## begin Records shown
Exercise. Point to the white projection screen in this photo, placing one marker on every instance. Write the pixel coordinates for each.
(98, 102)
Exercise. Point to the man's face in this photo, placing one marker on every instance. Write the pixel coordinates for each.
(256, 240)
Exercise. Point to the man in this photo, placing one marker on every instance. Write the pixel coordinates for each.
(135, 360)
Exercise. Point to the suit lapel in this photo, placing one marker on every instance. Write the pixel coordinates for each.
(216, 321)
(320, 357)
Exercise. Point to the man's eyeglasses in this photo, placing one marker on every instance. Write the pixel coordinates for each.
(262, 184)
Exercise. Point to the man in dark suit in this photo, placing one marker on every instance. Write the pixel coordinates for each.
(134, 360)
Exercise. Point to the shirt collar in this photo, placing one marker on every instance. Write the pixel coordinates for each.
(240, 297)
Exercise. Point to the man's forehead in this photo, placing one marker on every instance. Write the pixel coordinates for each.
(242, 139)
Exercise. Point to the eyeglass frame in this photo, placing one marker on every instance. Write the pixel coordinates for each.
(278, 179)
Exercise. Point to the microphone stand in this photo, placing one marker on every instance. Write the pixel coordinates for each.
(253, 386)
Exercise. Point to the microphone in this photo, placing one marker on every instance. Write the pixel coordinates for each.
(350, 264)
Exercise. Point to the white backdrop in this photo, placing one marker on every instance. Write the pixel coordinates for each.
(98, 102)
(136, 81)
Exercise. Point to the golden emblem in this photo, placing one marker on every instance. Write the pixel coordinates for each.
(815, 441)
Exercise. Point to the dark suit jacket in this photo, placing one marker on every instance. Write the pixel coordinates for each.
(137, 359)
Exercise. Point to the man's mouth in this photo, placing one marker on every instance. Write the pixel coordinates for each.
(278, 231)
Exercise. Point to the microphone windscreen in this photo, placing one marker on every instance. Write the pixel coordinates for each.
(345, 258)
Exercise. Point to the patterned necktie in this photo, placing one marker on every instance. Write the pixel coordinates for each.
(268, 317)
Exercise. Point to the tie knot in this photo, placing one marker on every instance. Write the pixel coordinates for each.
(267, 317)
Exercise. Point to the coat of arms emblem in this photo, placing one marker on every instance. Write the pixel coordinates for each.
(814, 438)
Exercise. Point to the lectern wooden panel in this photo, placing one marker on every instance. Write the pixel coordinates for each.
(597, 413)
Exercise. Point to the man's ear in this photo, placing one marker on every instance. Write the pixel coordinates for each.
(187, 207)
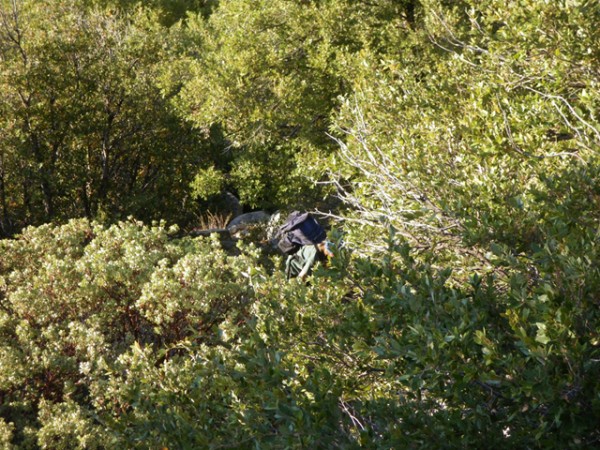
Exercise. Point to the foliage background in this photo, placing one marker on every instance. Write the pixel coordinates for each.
(460, 140)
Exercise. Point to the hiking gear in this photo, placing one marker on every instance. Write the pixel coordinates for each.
(300, 264)
(299, 229)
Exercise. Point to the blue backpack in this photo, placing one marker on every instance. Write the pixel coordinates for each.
(299, 229)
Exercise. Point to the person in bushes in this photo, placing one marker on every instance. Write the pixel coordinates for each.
(300, 264)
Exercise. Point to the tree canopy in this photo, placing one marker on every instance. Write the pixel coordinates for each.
(452, 148)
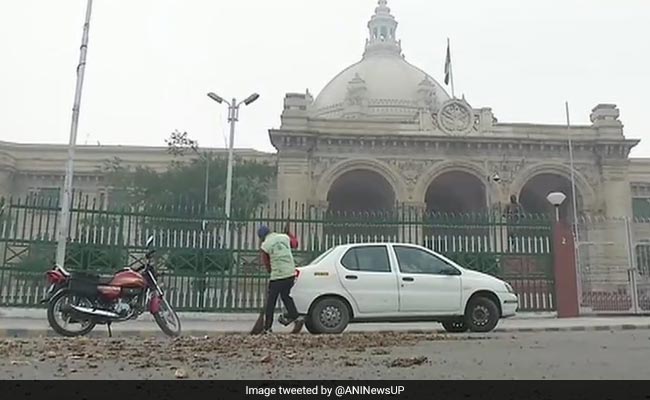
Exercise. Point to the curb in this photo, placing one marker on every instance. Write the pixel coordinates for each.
(46, 333)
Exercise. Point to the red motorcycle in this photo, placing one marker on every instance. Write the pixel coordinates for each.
(78, 301)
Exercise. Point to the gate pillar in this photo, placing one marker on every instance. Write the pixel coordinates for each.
(566, 280)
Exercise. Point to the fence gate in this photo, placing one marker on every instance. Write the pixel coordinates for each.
(613, 259)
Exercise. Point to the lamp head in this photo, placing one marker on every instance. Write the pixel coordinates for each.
(556, 198)
(250, 99)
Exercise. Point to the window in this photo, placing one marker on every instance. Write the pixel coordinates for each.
(643, 258)
(641, 207)
(416, 261)
(367, 259)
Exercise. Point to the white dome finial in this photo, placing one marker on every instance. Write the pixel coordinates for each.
(382, 31)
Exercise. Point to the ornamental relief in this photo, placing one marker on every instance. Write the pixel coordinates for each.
(411, 170)
(507, 170)
(456, 117)
(320, 165)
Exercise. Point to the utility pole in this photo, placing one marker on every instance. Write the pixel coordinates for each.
(66, 196)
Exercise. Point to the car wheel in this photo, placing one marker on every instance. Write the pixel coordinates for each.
(482, 315)
(455, 326)
(329, 315)
(310, 326)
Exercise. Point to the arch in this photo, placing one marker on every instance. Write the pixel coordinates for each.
(339, 169)
(584, 190)
(532, 196)
(360, 191)
(442, 168)
(456, 192)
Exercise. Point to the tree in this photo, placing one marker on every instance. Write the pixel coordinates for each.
(184, 182)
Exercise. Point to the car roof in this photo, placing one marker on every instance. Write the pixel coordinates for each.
(350, 245)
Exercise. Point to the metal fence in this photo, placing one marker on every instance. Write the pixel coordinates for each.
(613, 257)
(207, 269)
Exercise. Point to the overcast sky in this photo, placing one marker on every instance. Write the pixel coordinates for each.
(151, 62)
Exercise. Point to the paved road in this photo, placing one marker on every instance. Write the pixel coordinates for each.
(11, 326)
(551, 355)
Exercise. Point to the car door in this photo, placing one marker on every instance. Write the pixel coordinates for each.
(366, 274)
(427, 284)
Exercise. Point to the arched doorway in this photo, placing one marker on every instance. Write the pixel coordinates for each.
(361, 191)
(361, 208)
(456, 192)
(532, 197)
(455, 203)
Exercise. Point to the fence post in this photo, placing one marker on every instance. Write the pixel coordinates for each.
(564, 263)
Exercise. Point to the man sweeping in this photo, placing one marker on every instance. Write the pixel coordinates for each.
(276, 248)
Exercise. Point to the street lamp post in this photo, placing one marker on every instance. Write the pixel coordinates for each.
(233, 117)
(556, 199)
(66, 197)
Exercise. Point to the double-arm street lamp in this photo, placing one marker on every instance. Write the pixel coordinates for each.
(233, 116)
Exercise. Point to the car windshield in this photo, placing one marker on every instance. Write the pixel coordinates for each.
(320, 257)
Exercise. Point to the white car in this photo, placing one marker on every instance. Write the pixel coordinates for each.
(395, 282)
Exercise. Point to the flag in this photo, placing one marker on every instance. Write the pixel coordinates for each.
(448, 65)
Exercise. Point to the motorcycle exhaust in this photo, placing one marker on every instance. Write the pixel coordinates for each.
(94, 312)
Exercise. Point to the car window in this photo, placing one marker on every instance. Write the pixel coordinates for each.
(412, 260)
(367, 258)
(320, 257)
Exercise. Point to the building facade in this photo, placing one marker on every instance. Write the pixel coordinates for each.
(383, 132)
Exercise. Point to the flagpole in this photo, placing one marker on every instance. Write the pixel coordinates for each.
(573, 181)
(451, 72)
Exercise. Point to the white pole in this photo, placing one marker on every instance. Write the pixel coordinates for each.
(233, 111)
(205, 196)
(66, 196)
(576, 238)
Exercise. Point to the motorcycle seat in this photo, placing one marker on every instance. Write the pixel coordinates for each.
(104, 279)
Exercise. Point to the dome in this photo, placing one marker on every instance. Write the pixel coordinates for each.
(383, 84)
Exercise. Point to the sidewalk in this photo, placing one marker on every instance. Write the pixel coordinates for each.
(33, 323)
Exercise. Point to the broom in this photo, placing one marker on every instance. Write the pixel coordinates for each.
(258, 328)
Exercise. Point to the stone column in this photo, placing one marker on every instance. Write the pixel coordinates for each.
(294, 183)
(6, 182)
(412, 222)
(613, 260)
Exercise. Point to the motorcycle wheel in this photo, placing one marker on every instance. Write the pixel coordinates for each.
(60, 321)
(167, 319)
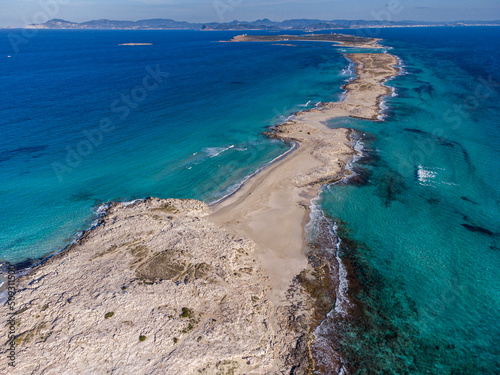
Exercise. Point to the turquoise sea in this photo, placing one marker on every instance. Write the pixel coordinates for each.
(84, 121)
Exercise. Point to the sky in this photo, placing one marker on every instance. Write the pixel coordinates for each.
(19, 13)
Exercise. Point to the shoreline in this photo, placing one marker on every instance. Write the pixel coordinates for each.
(268, 212)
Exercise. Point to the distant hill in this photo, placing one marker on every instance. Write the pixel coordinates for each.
(264, 24)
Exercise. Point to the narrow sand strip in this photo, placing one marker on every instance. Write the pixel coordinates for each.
(272, 208)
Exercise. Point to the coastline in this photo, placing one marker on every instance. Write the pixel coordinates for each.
(271, 209)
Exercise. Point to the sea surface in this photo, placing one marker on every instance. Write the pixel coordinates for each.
(84, 121)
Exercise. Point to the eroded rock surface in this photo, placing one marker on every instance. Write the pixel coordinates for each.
(154, 289)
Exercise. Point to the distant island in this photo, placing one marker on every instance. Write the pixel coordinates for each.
(263, 24)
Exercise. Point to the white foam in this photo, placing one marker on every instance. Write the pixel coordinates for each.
(215, 151)
(425, 175)
(235, 187)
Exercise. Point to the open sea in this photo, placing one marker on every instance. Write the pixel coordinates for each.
(84, 121)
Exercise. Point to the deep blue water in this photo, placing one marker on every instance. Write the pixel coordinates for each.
(421, 234)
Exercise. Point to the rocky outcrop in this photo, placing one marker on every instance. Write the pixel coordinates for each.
(154, 289)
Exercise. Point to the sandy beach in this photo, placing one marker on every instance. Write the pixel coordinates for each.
(273, 207)
(174, 286)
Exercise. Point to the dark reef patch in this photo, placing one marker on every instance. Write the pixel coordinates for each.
(376, 334)
(477, 229)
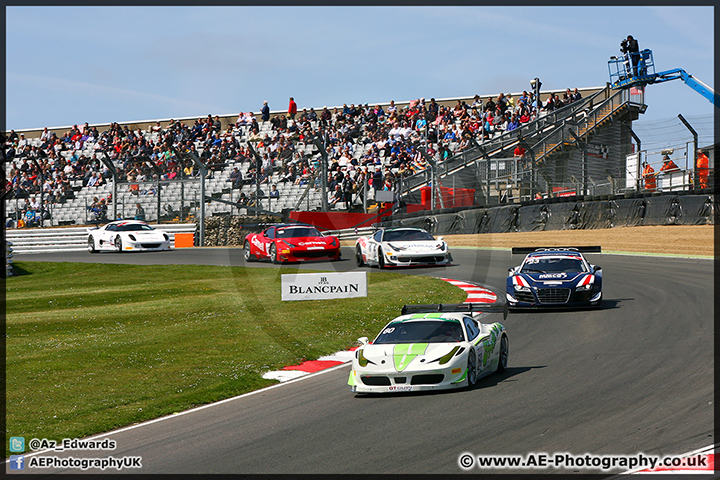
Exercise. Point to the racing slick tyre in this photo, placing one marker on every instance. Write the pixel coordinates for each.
(472, 368)
(249, 257)
(118, 244)
(502, 357)
(273, 254)
(358, 256)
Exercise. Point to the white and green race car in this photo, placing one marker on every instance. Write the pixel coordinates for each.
(431, 347)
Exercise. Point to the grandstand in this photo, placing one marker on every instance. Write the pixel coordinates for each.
(578, 147)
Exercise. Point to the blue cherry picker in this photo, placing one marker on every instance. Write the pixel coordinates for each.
(638, 69)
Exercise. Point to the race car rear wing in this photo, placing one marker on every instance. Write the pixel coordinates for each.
(526, 250)
(456, 308)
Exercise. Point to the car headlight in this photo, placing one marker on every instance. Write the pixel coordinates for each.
(362, 361)
(446, 358)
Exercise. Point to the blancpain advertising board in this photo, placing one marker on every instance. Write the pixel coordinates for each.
(324, 286)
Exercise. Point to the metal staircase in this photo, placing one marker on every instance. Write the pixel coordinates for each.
(544, 137)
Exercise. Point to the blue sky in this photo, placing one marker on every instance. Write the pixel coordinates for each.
(69, 65)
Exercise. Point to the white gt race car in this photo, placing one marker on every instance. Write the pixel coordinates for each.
(127, 236)
(441, 346)
(401, 247)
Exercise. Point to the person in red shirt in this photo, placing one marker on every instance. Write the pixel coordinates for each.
(702, 166)
(668, 165)
(292, 108)
(649, 177)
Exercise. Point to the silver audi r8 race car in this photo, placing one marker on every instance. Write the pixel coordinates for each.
(554, 277)
(127, 236)
(401, 247)
(431, 347)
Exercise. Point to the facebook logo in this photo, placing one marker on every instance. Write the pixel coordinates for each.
(17, 462)
(17, 444)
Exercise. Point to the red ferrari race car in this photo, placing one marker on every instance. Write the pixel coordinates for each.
(291, 243)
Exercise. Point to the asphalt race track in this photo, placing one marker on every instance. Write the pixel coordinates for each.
(636, 376)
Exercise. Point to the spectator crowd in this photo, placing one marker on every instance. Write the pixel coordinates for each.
(390, 139)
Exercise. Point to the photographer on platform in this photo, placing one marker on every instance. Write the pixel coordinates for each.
(631, 50)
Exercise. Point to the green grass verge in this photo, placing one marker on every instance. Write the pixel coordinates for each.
(93, 347)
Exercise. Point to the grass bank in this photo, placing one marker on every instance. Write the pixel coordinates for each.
(92, 347)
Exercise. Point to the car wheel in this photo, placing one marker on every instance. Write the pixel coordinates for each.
(472, 368)
(358, 256)
(504, 351)
(249, 257)
(273, 254)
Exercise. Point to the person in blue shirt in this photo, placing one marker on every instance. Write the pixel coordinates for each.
(513, 123)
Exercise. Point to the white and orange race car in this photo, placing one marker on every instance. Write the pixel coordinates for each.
(127, 236)
(401, 247)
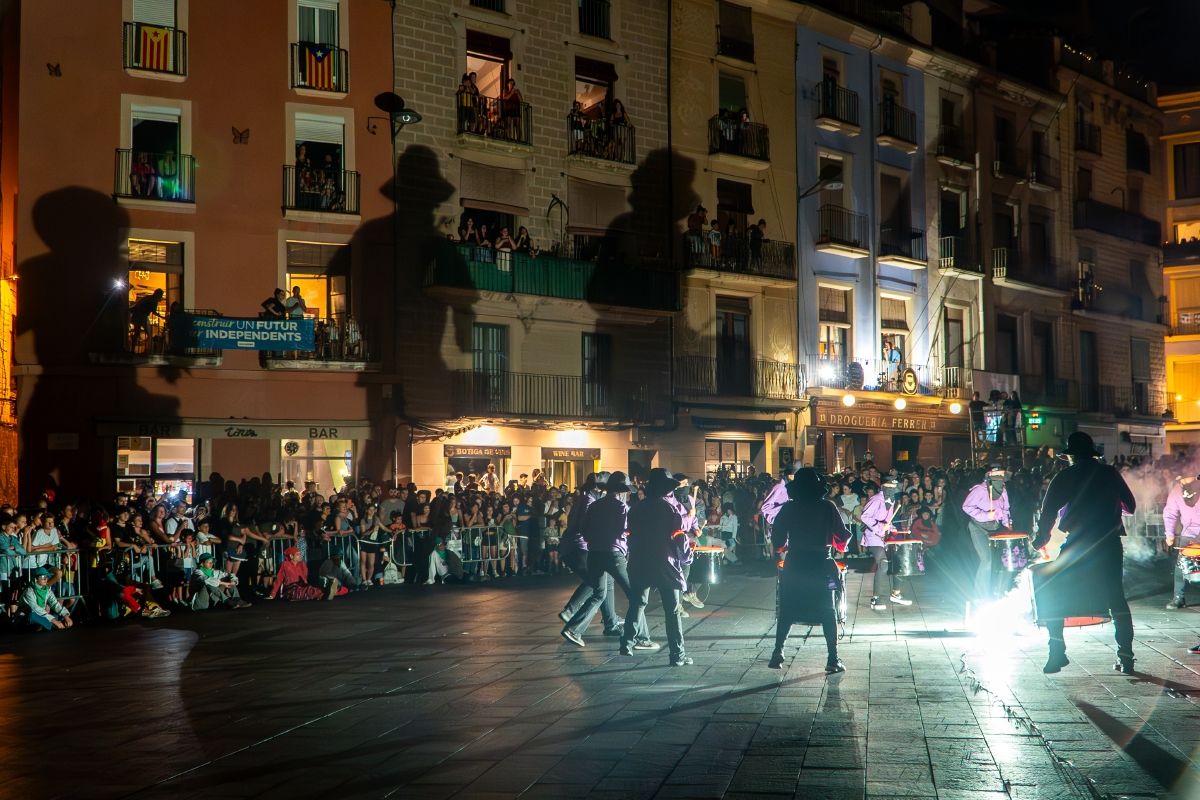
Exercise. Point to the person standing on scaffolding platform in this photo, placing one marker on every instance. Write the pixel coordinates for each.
(807, 527)
(1086, 500)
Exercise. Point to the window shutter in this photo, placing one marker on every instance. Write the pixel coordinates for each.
(325, 130)
(155, 12)
(1139, 360)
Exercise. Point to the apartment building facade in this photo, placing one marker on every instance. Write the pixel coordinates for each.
(1181, 265)
(202, 184)
(549, 355)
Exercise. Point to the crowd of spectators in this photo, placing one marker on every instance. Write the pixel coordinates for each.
(233, 545)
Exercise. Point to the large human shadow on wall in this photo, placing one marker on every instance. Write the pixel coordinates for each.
## end Records shown
Brief:
Update the stretch of records from the line containing "Exercise. Point to the green" through the line containing "(1086, 500)", replacing "race car" with "racing car" and leaving everything else unchanged. Omit the pictures from your answer.

Solution to the exercise:
Exercise. Point to the green grass verge in this photo, placing one marker on every instance. Write the pixel coordinates for each.
(93, 347)
Exercise. Point to the grass bank in this photo, placing one marker on every instance. Write the pixel coordinates for each.
(92, 347)
Exercise. Point to the car wheel in this photo, placing one marker on every instance. Write the pixel coordinates for each.
(472, 368)
(358, 256)
(504, 351)
(249, 257)
(273, 254)
Exercise. Point to the person in blue shirt in this photo, placing one marker on every instance. Write the pixel coordinates for each.
(513, 123)
Exercise. Point to the white and orange racing car in this photo, placing one marker on every instance. Write the pixel coordinates for each.
(127, 236)
(401, 247)
Exercise. Point to the person standing on scaffolding platform in this photo, placing one marker on every instance. Write the pixel coordinates for each.
(807, 527)
(1086, 500)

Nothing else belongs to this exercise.